Provided information -
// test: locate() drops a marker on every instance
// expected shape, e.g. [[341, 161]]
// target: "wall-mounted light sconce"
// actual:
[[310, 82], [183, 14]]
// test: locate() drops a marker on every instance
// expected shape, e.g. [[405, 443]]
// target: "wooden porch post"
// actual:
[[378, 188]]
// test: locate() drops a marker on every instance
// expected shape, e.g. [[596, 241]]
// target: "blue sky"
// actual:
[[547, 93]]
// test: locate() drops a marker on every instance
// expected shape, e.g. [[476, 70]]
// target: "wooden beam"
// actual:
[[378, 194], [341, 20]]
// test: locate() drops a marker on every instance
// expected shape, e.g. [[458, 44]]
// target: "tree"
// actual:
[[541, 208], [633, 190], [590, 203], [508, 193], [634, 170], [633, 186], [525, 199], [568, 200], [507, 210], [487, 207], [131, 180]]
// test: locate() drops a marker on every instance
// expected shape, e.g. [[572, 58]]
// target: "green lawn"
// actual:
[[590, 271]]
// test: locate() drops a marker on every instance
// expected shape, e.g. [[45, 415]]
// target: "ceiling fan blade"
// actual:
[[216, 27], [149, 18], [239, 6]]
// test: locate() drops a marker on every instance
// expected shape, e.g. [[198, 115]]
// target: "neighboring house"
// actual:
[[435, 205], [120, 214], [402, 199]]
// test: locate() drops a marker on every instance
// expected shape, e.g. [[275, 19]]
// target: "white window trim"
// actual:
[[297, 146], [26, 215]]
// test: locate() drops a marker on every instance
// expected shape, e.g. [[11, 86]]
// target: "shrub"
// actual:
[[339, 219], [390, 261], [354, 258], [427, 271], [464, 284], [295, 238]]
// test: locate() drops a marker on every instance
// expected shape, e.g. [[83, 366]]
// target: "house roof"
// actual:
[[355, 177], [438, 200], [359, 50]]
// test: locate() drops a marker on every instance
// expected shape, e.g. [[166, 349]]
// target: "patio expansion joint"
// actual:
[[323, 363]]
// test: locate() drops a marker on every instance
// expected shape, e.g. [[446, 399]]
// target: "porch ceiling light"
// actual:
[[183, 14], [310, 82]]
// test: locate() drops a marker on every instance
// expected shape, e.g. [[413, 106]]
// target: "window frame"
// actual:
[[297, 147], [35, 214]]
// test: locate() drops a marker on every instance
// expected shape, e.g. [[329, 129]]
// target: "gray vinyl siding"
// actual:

Task brief - Rewrite all of the lines above as a JSON list of strings, with one string for each line and no blank lines.

Completed exercise -
[
  "// test: locate() drops a marker on every instance",
  "// expected shape, e.g. [[341, 161]]",
  "// target: \"wall-mounted light sconce\"",
  "// actual:",
  "[[310, 82], [183, 14]]",
  "// test: locate() drops a marker on every instance",
  "// expected shape, e.g. [[405, 443]]",
  "// target: \"wooden porch post\"",
  "// actual:",
  "[[378, 188]]",
  "// test: locate() drops a marker on every instance",
  "// expected shape, e.g. [[596, 241]]",
  "// target: \"blue sky\"",
  "// actual:",
  "[[547, 93]]",
  "// test: locate() drops a marker on every instance",
  "// expected shape, e.g. [[476, 70]]",
  "// target: \"wooden beam\"",
  "// actual:",
  "[[378, 194], [341, 20]]",
  "// test: locate() drops a marker on every instance",
  "// expected shape, e.g. [[458, 44]]",
  "// target: \"tree\"",
  "// actual:",
  "[[541, 208], [633, 190], [590, 203], [508, 193], [634, 170], [633, 186], [525, 199], [568, 200], [507, 210], [487, 207], [131, 180]]",
  "// test: locate() drops a marker on every instance",
  "// expected shape, e.g. [[572, 58]]",
  "// target: \"green lawn\"",
  "// actual:",
  "[[590, 271]]",
  "// test: locate() drops a marker on every instance",
  "// expected shape, e.g. [[45, 415]]",
  "// target: \"ceiling fan blade\"",
  "// actual:",
  "[[216, 27], [149, 18], [239, 6]]",
  "// test: locate() drops a marker on every instance",
  "// expected shape, e.g. [[198, 115]]",
  "// target: \"neighboring house\"",
  "// actual:",
  "[[435, 205], [120, 214], [402, 199]]",
  "// test: locate() drops a marker on every instance",
  "// expected shape, e.g. [[275, 19]]",
  "// target: \"white window trim\"",
  "// actual:",
  "[[297, 146], [26, 215]]",
  "// test: locate() drops a marker on every instance",
  "// expected shape, e.g. [[11, 86]]",
  "// target: \"shrub\"",
  "// actual:",
  "[[339, 219], [390, 261], [354, 258], [427, 271], [464, 284], [295, 238]]",
  "// test: locate() drops a marker on every instance",
  "// expected shape, e.g. [[83, 366]]",
  "// target: \"house roof\"",
  "// actual:",
  "[[355, 177], [438, 200], [359, 50]]",
  "// test: locate() drops a marker on every instance",
  "// expected shape, e.g. [[166, 349]]",
  "// target: \"patio expansion joint\"",
  "// actual:",
  "[[323, 363]]",
  "// test: locate() drops a marker on every instance",
  "// expected shape, e.g. [[446, 399]]",
  "// target: \"porch ceiling light\"",
  "// actual:",
  "[[183, 14], [310, 82]]",
  "// test: locate() drops a marker on every instance",
  "// expected shape, e.g. [[413, 106]]",
  "// target: \"window frame\"",
  "// actual:",
  "[[297, 147], [35, 214]]",
  "// test: locate() drops a marker on every instance",
  "// expected shape, e.g. [[329, 129]]",
  "// target: \"gray vinyl siding\"",
  "// actual:"
]